Collected data entries:
______________________________

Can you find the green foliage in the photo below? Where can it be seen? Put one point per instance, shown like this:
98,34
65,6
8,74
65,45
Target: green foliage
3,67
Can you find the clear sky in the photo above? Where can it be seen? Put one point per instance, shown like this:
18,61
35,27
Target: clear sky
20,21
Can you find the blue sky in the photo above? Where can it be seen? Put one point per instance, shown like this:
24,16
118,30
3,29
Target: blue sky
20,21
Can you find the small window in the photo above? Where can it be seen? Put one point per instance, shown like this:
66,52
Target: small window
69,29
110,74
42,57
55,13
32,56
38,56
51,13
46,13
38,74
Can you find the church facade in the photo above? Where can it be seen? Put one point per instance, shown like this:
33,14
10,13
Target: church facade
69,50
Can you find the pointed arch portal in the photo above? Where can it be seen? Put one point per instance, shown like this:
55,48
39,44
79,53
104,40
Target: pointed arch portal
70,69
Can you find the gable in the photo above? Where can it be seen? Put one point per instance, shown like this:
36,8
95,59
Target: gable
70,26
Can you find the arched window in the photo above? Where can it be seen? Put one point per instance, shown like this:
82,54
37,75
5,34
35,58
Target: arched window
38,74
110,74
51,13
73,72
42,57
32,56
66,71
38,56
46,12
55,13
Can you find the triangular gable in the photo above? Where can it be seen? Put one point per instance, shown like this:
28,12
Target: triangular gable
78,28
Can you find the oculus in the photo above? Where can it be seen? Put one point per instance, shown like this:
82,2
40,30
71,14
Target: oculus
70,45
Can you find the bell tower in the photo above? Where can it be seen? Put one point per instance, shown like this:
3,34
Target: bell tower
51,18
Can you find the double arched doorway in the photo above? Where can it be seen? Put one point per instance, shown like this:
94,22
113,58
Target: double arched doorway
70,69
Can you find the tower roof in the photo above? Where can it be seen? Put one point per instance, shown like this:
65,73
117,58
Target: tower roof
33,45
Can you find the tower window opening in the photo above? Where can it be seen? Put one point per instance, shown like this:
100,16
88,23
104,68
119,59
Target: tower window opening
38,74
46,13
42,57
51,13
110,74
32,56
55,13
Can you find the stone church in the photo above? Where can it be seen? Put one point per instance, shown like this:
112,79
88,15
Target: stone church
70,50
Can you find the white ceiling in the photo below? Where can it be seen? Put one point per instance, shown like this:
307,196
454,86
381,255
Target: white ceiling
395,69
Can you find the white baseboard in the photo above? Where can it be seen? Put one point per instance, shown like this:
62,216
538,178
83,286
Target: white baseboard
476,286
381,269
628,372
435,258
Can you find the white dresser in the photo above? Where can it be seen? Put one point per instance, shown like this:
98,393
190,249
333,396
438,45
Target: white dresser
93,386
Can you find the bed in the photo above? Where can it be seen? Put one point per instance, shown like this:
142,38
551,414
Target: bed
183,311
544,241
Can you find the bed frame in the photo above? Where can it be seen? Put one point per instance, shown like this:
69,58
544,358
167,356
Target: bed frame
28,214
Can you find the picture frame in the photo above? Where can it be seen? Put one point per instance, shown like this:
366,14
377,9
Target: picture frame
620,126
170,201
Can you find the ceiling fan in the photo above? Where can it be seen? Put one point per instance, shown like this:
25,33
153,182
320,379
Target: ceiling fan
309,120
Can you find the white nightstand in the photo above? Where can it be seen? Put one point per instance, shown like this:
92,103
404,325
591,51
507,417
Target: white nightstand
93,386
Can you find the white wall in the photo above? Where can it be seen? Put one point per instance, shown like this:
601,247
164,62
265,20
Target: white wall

______________________________

=== Exercise aim ===
Turn every line of the items above into a JSON list of strings, one string per line, leaving out blank lines.

=== Solved exercise ===
[
  "Can you find the green foliage in the photo below? Where can it be seen? Put one point per instance, shown like this:",
  "98,34",
  "65,6",
  "8,74",
  "65,45",
  "Target: green foliage",
  "3,67",
  "Can you find the clear sky in the photo above? Where can it be seen? Put one point per instance, shown like this:",
  "18,61",
  "35,27",
  "Target: clear sky",
  "20,21",
  "Can you find the blue sky in the photo above? Where can it be seen? Put one point per instance, shown like this:",
  "24,16",
  "118,30",
  "3,29",
  "Target: blue sky",
  "20,21",
  "Can you find the small window in the photo above? Where can it be seen? Put one point per instance, shown like this:",
  "66,52",
  "Target: small window",
  "69,29",
  "110,74",
  "42,57",
  "55,13",
  "32,56",
  "38,56",
  "51,13",
  "46,13",
  "38,74",
  "Can you find the church facade in the photo above? Where can it be seen? Put one point per instance, shown like this:",
  "33,14",
  "10,13",
  "Target: church facade",
  "69,50",
  "Can you find the pointed arch portal in the photo above? Where can it be seen? Put one point per instance, shown like this:",
  "55,48",
  "39,44",
  "79,53",
  "104,40",
  "Target: pointed arch portal",
  "70,69",
  "Can you find the gable in the photo above? Where can it be seen? Put one point per instance, shown like this:",
  "36,8",
  "95,59",
  "Target: gable",
  "70,26",
  "Can you find the arched window in the photo above? Where can it be seen? Put one point per instance, shown like this:",
  "82,54",
  "37,75",
  "5,34",
  "35,58",
  "Target: arched window",
  "38,74",
  "110,74",
  "51,13",
  "73,72",
  "42,57",
  "32,56",
  "66,71",
  "38,56",
  "46,12",
  "55,13",
  "Can you find the triangular gable in the photo above? Where can it be seen? Put one point per instance, shown like this:",
  "28,12",
  "Target: triangular gable",
  "78,28",
  "Can you find the oculus in the photo above? Where can it be seen? Put one point per instance, shown like this:",
  "82,2",
  "40,30",
  "71,14",
  "Target: oculus",
  "70,45",
  "Can you find the bell tower in the photo above? Where can it be seen? Put one point per instance, shown like this:",
  "3,34",
  "Target: bell tower",
  "51,18",
  "Can you find the double arched doorway in the photo above? Where can it be seen? Put one point per instance, shown like this:",
  "94,22",
  "113,58",
  "Target: double arched doorway",
  "70,69",
  "Can you find the tower roof in the photo above? Where can it be seen? Put one point per instance, shown like this:",
  "65,73",
  "117,58",
  "Target: tower roof",
  "33,45",
  "Can you find the tower window opening in the photo above? Where can it be seen? Put one point per instance, shown like this:",
  "100,16",
  "88,23",
  "104,68",
  "119,59",
  "Target: tower window opening",
  "38,74",
  "46,13",
  "42,57",
  "51,13",
  "110,74",
  "32,56",
  "55,13",
  "Can you find the stone church in the photo above? Where can it be seen? Put one point per instance, shown like this:",
  "112,79",
  "88,15",
  "Target: stone church",
  "70,50",
  "Can you find the white ceiling in the photo below? Where can it be seen? Put one point per instance, shown like this:",
  "307,196",
  "454,86",
  "381,255",
  "Target: white ceiling",
  "395,69",
  "Can you find the white baseboard in the photo above? Where can it be seen? Put one point per instance, shown like this:",
  "62,216",
  "538,178",
  "83,286",
  "Target: white baseboard",
  "476,286",
  "381,269",
  "628,372",
  "435,258",
  "Can you find the white dresser in the photo above? Where can it be seen? Put one point per instance, shown like this:",
  "98,393",
  "190,249",
  "333,396",
  "438,45",
  "Target: white dresser",
  "93,386",
  "Can you find the bed in the photo above? Where can it be seen? Put one point per instance, shown like this:",
  "142,38",
  "551,414",
  "Target: bed",
  "183,311",
  "544,241",
  "Can you find the bed frame in the photo above? Where can it be seen? Put one point per instance, shown like this:",
  "69,58",
  "544,358",
  "167,356",
  "Target: bed frame",
  "28,214",
  "Can you find the picture frame in the photo above? Where can it be seen? Put one point per instance, shown like this:",
  "366,14",
  "377,9",
  "Target: picture frame",
  "620,126",
  "170,201",
  "Can you find the ceiling fan in the photo above? Where can it be seen? Put one point per instance, shown like this:",
  "25,33",
  "153,182",
  "320,379",
  "Target: ceiling fan",
  "309,120",
  "Can you find the white nightstand in the photo above? Where can it be seen? Put one point per instance, shown like this:",
  "92,103",
  "404,325",
  "591,51",
  "507,417",
  "Target: white nightstand",
  "93,386",
  "Can you find the white wall in the photo above? Where can it be seen? Put one point per instance, shown like this:",
  "601,247",
  "164,62",
  "265,20",
  "Target: white wall"
]